Barton Academy was a high school in the town of Barton, Vermont and also served surrounding towns for over a century. The Academy was replaced by the Lake Region Union High School on September 11, 1967. Alumni continue to meet annually, and also fund scholarships for graduates of Lake Region. The building also housed the town's grammar school.

==History==
The Academy started in the fall of 1852 in a building on the location now occupied by the school parking lot. There is an early list of students who were enrolled. It was chartered by the legislature in 1854.

A listing of graduates from 1926, lists the first class as 1886.

The cornerstone of the current building is marked "1907." The project was the biggest building project the town had ever seen. It cost $42,000. An Indian burial ground was discovered during the excavation. There is no record of what happened to those artifacts. The former school was moved across the street in 1909 and later used as a gymnasium and cafeteria. It was torn down in 1980.

In the early 1900s, Barton Academy ranked eighth among all high schools, public and private, in Vermont.

The Academy closed in 1967, replaced by the Lake Region Union High School. The former building, with the name "Barton Academy and Graded School" carved on a 4.5 ST granite slab over the entryway, is used as an elementary school.

An addition was completed in 1979.

OBJECTIVE 1: Can you summarize the Barton Academy text in two sentences?
OBJECTIVE 2: Could you turn the paragraph of the Barton Academy text that begins "The cornerstone of the current building" into a short bulleted list that keeps its main facts?

STORED DATA:

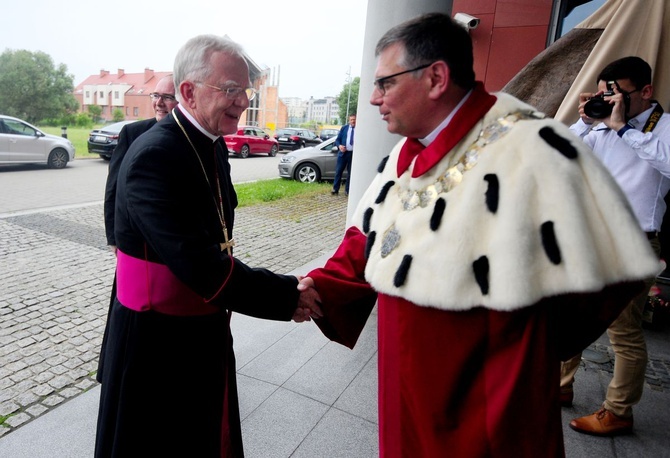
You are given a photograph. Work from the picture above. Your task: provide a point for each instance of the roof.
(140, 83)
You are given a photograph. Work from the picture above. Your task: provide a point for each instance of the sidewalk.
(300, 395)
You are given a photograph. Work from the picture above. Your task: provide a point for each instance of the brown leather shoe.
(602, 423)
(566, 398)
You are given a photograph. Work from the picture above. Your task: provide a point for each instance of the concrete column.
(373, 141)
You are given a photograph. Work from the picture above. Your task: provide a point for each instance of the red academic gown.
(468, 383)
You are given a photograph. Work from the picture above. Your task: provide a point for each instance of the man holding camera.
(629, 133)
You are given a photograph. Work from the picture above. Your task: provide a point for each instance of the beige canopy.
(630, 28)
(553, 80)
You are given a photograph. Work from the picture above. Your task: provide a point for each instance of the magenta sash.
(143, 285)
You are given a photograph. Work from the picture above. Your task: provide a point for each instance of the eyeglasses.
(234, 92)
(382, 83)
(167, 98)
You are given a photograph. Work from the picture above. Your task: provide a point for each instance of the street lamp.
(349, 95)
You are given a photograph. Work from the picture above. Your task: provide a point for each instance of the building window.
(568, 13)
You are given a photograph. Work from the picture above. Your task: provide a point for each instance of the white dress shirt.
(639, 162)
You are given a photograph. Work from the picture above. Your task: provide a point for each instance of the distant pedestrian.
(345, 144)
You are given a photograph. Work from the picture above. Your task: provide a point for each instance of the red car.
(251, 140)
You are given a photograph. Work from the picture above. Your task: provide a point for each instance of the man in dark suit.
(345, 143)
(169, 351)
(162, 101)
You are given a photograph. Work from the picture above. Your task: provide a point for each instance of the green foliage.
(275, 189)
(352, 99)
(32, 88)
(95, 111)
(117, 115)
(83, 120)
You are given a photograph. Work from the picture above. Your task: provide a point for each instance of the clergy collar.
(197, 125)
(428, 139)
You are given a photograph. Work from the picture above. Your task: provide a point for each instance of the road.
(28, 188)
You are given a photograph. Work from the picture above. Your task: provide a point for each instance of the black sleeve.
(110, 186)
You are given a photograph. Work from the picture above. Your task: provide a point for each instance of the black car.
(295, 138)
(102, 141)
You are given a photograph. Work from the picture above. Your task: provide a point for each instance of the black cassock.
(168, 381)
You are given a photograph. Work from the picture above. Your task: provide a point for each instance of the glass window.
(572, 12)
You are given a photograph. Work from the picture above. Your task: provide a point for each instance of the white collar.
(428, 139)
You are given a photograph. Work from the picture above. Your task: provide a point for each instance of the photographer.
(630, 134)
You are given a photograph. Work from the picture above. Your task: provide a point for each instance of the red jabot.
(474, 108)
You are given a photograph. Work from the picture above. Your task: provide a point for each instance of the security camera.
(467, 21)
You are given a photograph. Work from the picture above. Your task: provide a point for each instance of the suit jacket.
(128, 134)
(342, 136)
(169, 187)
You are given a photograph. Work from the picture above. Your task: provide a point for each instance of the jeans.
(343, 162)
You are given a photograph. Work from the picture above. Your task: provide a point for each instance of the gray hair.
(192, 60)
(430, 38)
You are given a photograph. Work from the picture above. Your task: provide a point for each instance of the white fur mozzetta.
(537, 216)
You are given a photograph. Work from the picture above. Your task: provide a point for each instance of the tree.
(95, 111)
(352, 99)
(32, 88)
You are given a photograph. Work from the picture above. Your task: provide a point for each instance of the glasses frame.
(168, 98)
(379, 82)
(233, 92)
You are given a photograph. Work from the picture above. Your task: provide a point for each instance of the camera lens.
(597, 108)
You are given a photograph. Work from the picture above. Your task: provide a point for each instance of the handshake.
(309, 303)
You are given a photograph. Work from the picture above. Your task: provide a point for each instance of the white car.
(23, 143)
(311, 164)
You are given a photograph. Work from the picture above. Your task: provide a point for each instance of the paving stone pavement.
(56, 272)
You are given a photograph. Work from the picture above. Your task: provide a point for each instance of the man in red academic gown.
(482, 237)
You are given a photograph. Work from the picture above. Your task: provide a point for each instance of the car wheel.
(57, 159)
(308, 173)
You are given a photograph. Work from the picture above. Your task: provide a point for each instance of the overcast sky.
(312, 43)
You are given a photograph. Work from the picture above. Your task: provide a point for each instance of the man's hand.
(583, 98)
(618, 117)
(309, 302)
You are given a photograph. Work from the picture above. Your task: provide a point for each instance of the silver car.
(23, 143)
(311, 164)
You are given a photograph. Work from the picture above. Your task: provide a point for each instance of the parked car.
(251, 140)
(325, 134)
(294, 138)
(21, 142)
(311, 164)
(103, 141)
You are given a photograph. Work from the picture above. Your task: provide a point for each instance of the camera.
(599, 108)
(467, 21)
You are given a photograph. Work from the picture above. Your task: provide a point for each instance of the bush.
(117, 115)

RESPONSE 1: Barton Academy was a high school in Barton, Vermont, that served the town and surrounding towns for over a century, starting in 1852 and receiving its charter in 1854. Lake Region Union High School replaced it in 1967, and its building, which also housed the town's grammar school, is now used as an elementary school.

RESPONSE 2:
- The current building's cornerstone is marked "1907."
- It was the biggest building project the town had ever seen, costing $42,000.
- An Indian burial ground was discovered during the excavation, and there is no record of what happened to those artifacts.
- The former school was moved across the street in 1909, later served as a gymnasium and cafeteria, and was torn down in 1980.